• Problem description
Every line holding "alloy" should be copied from the records below.

[Referring expression pointing data]
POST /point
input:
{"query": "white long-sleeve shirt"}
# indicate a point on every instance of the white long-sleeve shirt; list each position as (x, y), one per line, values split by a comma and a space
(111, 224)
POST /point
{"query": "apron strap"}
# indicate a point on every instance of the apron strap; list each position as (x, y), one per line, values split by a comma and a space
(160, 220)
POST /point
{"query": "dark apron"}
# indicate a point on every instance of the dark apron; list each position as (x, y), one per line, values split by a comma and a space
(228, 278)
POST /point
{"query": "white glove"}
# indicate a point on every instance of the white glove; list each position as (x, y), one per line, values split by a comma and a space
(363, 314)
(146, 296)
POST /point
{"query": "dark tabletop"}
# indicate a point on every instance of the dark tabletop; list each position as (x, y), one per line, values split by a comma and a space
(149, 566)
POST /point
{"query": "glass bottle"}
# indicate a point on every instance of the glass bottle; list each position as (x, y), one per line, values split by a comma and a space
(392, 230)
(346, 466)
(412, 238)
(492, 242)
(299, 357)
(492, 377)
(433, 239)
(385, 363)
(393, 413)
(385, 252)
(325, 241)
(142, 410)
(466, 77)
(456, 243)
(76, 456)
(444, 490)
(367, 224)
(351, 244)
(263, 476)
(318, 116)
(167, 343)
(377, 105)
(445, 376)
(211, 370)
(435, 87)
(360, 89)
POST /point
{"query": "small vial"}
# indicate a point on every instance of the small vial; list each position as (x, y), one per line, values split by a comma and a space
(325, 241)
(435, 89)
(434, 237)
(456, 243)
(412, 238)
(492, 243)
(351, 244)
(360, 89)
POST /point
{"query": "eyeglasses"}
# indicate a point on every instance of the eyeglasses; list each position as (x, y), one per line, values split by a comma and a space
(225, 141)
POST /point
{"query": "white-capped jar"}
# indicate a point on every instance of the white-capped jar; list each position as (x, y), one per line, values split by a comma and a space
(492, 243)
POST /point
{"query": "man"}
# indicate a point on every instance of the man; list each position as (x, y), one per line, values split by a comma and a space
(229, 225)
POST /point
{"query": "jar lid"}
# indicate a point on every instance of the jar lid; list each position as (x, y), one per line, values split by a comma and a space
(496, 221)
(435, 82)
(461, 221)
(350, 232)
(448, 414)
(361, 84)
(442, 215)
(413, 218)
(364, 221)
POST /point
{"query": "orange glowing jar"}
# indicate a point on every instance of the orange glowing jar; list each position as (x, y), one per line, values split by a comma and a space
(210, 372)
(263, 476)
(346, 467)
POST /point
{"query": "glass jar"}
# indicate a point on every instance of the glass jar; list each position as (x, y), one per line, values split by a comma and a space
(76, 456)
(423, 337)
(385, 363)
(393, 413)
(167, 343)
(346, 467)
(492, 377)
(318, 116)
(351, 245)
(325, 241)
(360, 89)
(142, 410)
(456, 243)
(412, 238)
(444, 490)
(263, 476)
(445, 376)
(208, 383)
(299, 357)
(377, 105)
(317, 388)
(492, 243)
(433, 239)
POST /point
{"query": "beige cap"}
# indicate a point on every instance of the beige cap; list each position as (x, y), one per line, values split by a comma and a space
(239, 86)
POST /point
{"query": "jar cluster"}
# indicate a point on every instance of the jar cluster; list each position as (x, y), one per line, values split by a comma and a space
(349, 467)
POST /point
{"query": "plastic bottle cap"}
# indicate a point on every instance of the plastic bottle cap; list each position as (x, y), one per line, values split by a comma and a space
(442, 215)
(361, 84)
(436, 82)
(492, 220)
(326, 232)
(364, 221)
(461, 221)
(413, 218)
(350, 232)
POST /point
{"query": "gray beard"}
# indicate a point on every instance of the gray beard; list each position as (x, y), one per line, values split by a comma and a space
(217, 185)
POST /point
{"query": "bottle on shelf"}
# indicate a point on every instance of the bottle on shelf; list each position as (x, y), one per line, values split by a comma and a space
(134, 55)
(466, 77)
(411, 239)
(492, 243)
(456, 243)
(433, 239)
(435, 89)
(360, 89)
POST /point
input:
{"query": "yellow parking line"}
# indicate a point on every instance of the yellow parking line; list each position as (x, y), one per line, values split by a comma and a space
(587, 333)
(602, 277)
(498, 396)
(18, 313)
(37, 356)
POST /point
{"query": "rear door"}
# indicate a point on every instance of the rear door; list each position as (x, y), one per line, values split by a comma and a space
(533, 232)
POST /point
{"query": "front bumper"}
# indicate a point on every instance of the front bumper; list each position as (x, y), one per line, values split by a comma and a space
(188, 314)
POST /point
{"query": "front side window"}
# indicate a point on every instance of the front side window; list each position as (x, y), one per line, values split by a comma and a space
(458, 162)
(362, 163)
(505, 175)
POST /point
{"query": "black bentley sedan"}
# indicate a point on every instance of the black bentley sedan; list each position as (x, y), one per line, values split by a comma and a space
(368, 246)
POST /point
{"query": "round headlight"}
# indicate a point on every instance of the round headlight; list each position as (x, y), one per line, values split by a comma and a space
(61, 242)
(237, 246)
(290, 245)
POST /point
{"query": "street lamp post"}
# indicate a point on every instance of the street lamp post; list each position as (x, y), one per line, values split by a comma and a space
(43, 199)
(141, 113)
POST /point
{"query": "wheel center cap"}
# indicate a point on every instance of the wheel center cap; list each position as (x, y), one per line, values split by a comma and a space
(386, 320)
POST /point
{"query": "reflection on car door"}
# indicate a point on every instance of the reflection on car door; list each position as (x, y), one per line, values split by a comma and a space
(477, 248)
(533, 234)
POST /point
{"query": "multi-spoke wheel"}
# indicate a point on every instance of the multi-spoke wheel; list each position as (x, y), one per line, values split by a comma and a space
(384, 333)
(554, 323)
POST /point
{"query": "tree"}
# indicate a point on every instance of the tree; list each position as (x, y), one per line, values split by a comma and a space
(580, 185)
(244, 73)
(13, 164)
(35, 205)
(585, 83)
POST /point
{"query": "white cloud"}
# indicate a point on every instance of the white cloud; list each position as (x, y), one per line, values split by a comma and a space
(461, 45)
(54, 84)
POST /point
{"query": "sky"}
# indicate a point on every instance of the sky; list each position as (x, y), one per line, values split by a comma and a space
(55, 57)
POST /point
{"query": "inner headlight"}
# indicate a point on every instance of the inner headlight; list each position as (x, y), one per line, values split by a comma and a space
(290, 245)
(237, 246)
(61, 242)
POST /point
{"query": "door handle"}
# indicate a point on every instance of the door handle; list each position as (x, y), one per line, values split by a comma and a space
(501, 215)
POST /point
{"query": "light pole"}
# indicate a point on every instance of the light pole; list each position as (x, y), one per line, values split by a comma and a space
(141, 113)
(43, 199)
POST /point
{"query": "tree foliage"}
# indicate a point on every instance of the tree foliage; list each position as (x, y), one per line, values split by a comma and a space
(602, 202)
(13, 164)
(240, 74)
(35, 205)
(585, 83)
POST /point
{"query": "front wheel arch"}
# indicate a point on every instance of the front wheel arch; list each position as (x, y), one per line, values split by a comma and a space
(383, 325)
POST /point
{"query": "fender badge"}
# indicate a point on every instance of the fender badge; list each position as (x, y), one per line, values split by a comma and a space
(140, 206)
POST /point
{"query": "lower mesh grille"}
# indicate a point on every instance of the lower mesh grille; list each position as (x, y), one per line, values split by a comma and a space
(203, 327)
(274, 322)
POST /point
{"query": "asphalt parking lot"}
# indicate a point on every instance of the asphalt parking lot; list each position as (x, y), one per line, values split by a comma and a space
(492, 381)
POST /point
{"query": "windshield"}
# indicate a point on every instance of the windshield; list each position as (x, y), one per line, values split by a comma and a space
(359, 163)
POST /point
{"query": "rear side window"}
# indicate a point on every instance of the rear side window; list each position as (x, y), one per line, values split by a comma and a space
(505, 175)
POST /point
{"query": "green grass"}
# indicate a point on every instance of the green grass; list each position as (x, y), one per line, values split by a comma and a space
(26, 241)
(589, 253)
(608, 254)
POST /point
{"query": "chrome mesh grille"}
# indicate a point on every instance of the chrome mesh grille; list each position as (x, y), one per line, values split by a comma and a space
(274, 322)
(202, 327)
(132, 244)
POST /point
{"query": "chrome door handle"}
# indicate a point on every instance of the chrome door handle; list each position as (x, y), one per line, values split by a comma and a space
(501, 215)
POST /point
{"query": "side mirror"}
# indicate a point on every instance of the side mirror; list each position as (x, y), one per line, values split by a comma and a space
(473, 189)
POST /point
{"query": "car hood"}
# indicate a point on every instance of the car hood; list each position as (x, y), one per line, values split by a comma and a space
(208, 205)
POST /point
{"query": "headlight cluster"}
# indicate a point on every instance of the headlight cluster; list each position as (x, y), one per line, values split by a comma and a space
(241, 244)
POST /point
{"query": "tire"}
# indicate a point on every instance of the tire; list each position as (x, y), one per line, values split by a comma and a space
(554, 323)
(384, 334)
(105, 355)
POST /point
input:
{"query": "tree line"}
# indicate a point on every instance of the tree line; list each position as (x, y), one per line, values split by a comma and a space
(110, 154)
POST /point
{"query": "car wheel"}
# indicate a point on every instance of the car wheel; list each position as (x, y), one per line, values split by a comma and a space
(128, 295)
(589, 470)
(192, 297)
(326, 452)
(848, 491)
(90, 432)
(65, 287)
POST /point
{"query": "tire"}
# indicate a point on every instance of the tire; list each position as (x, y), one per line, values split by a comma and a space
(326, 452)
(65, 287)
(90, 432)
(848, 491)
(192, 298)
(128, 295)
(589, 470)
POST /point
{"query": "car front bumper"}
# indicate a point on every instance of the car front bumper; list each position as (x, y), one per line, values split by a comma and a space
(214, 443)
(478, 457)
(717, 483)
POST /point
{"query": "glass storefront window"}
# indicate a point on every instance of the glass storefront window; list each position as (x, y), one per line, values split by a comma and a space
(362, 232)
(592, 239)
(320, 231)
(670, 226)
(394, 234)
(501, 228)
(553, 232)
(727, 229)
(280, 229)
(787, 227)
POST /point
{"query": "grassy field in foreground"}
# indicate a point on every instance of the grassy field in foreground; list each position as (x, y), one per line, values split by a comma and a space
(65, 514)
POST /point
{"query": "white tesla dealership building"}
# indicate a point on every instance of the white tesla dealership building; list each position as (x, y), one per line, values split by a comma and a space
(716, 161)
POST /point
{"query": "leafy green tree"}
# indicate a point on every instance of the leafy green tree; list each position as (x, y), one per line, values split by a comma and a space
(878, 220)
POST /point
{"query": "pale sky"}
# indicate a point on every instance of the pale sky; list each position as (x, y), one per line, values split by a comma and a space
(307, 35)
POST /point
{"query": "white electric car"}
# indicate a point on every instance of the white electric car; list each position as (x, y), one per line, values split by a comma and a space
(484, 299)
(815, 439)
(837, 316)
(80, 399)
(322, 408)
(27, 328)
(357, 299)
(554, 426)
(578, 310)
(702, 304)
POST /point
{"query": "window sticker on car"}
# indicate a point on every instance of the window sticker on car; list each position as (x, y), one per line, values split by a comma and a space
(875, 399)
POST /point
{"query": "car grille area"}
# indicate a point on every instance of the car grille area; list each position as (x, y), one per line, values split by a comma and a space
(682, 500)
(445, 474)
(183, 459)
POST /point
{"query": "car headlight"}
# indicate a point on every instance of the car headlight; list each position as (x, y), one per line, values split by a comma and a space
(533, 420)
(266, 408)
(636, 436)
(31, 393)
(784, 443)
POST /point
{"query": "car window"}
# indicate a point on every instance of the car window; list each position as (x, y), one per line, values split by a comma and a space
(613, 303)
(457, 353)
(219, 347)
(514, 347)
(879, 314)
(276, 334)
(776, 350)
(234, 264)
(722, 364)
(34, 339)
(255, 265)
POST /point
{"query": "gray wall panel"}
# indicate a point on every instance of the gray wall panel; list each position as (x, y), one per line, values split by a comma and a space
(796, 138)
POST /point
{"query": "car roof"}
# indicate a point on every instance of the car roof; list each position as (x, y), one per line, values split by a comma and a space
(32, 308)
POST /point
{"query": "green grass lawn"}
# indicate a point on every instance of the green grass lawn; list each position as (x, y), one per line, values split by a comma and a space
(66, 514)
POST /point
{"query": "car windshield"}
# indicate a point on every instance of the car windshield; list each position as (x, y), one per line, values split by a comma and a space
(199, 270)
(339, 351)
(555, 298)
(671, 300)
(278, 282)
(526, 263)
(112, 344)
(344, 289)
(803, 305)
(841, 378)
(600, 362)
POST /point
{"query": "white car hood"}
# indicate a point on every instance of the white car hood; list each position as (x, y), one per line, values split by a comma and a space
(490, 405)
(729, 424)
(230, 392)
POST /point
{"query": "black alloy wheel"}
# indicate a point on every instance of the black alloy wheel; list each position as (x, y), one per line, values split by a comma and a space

• Written solution
{"query": "black alloy wheel"}
# indicate a point on every instance of the black alloy wheel; list each position as (x, y), one per line, values split by a comma and a space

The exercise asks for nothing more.